EXERCISE GOAL. Please list every distance given in nautical miles in the A220 forum thread below, along with what each distance refers to.
— Begin TEXT —
During its Innovation Days press briefing in Toulouse, Airbus announced that it has increased the maximum take-off weight (MTOW) of the A220 aircraft (formerly Bombardier CSeries) by an additional 2.3 metric tonnes, resulting in maximum range increase of 450 nautical miles. The range of the A220-300 variant of the aircraft will grow to 3,350nm and the A220-100 will increase to 3,400 nm.


http://www.forbes.com/sites/marisagarci ... 090af06454


So MTOW increased, did fuel capacity as well?

Re: A220 gets 2.3T MTOW increase

Posted: Tue May 21, 2019 9:57 am
by speedbird52
That is a huge increase in range. For reference the 737-300 was 2,255nm. 737-700 is 3,000nm. Honestly the CS300 seems like a better deal than the 73G

Re: A220 gets 2.3T MTOW increase

Posted: Tue May 21, 2019 10:19 am
by Amiga500
It'll also connect into other things that are in the early stages as well.
— End TEXT —
— Begin DATASET ROWS —
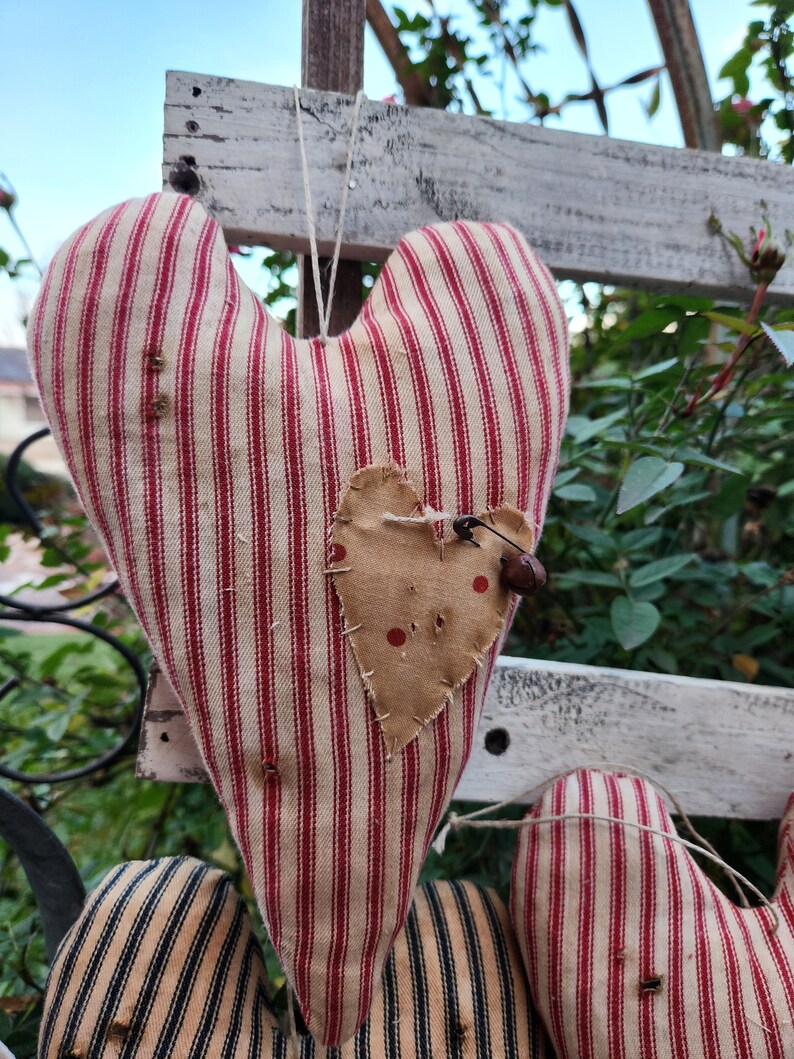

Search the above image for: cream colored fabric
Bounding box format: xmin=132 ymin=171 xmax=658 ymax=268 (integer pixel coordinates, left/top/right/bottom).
xmin=38 ymin=858 xmax=547 ymax=1059
xmin=29 ymin=194 xmax=569 ymax=1044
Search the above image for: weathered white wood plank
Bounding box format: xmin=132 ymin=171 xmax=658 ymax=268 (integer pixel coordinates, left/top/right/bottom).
xmin=138 ymin=658 xmax=794 ymax=820
xmin=163 ymin=73 xmax=794 ymax=301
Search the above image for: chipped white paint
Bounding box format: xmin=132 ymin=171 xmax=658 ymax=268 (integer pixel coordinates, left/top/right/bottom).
xmin=138 ymin=658 xmax=794 ymax=820
xmin=163 ymin=73 xmax=794 ymax=302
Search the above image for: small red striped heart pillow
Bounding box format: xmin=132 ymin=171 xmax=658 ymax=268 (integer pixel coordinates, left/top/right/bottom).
xmin=29 ymin=194 xmax=569 ymax=1044
xmin=511 ymin=770 xmax=794 ymax=1059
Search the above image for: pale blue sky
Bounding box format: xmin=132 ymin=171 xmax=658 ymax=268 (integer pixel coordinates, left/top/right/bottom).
xmin=0 ymin=0 xmax=759 ymax=344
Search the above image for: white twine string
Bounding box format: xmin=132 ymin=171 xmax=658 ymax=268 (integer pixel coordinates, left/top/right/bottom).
xmin=292 ymin=85 xmax=366 ymax=342
xmin=433 ymin=765 xmax=780 ymax=934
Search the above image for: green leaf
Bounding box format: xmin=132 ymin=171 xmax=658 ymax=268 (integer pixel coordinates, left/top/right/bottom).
xmin=629 ymin=553 xmax=694 ymax=589
xmin=634 ymin=357 xmax=679 ymax=382
xmin=554 ymin=467 xmax=581 ymax=489
xmin=559 ymin=570 xmax=621 ymax=589
xmin=44 ymin=713 xmax=70 ymax=742
xmin=675 ymin=449 xmax=741 ymax=474
xmin=565 ymin=522 xmax=615 ymax=552
xmin=617 ymin=456 xmax=684 ymax=515
xmin=708 ymin=474 xmax=750 ymax=520
xmin=613 ymin=305 xmax=683 ymax=348
xmin=645 ymin=77 xmax=662 ymax=118
xmin=610 ymin=596 xmax=662 ymax=651
xmin=554 ymin=483 xmax=596 ymax=503
xmin=703 ymin=312 xmax=758 ymax=337
xmin=567 ymin=409 xmax=626 ymax=445
xmin=761 ymin=324 xmax=794 ymax=367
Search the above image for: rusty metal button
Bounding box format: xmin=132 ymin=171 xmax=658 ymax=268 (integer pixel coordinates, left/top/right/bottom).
xmin=501 ymin=552 xmax=546 ymax=595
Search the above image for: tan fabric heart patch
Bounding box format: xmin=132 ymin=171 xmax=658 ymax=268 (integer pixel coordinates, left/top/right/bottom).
xmin=330 ymin=465 xmax=534 ymax=755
— End DATASET ROWS —
EXERCISE OUTPUT.
- 450 nautical miles: the maximum range increase for the A220
- 3,350 nm: the new range of the A220-300
- 3,400 nm: the new range of the A220-100
- 2,255 nm: the range of the 737-300
- 3,000 nm: the range of the 737-700